[Article]
********************

Mills’ Seltzer Springs
Mills’ Seltzer Springs
Luther R. Mills, San Francisco, California
Santa Clara County, Saratoga, California
Light Blue Green Hutchinson Bottle
Provenance: Lou Pellegrini Collection
Our museum example represents a very rare and heavy, blue-green Hutchinson bottle embossed ‘MILLS” SELTZER SPRINGS’ in three lines on the face of the bottle. “Mills'” and “Springs” are arched convex and concave above and below a straight line “Seltzer.” The copy is a bold sans serif type. There is an embossed ‘M’ on the base and an applied blob-top mouth. The bottle is a little under 6 ½ inches tall by 2 ½ inches wide.
Mills’ Seltzer Springs, later named Azule Springs, was located in Santa Clara County at a ravine on Mt. Eden Road in the Saratoga foothills about twelve miles west of San Jose, California. This was not far from the Pacific Congress Springs.
See the museum examples of Pacific Congress Water Springs Saratoga (Running Deer) bottles.
In the early days, the springs were referred to as “blue springs” and later Azule Springs, as the name was derived from the Spanish word azule, meaning blue. The mountains where the springs were located had a blueish tint when viewed from a distance. The springs were also called Caldwell Springs, named after Arthur Caldwell, who accidentally discovered the spring running from a sandstone crevice on his sixteen-acre ranch in the 1870s.

********************

(A block of data)
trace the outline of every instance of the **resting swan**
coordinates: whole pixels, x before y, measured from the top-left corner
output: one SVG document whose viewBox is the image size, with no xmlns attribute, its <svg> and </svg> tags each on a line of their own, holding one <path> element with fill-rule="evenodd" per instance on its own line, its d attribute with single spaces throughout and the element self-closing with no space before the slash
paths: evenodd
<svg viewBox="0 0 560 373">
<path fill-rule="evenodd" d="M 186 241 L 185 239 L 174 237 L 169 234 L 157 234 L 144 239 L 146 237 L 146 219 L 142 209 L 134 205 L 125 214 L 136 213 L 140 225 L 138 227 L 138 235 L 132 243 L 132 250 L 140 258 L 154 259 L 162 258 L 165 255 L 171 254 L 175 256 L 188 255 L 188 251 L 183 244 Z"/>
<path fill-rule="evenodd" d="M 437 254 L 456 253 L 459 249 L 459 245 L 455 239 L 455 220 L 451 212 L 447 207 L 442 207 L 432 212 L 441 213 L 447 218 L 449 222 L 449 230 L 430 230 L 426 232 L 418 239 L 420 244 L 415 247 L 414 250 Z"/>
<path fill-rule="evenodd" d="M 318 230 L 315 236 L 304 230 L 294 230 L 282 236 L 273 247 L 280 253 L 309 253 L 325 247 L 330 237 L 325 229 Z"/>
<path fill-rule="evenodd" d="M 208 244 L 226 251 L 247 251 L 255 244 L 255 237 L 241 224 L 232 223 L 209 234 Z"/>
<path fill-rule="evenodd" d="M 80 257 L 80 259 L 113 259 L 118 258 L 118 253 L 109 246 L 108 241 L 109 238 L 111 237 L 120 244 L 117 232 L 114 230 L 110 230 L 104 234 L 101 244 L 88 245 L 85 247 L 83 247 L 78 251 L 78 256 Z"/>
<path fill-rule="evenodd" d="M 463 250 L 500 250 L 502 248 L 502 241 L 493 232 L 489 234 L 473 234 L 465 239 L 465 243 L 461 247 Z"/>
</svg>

********************

[Task description]
In the article on Mills’ Seltzer Springs, which Spanish word is given as the source of the name Azule Springs, and what does that word mean?

[Reply to the exercise]
The word is azule, meaning blue.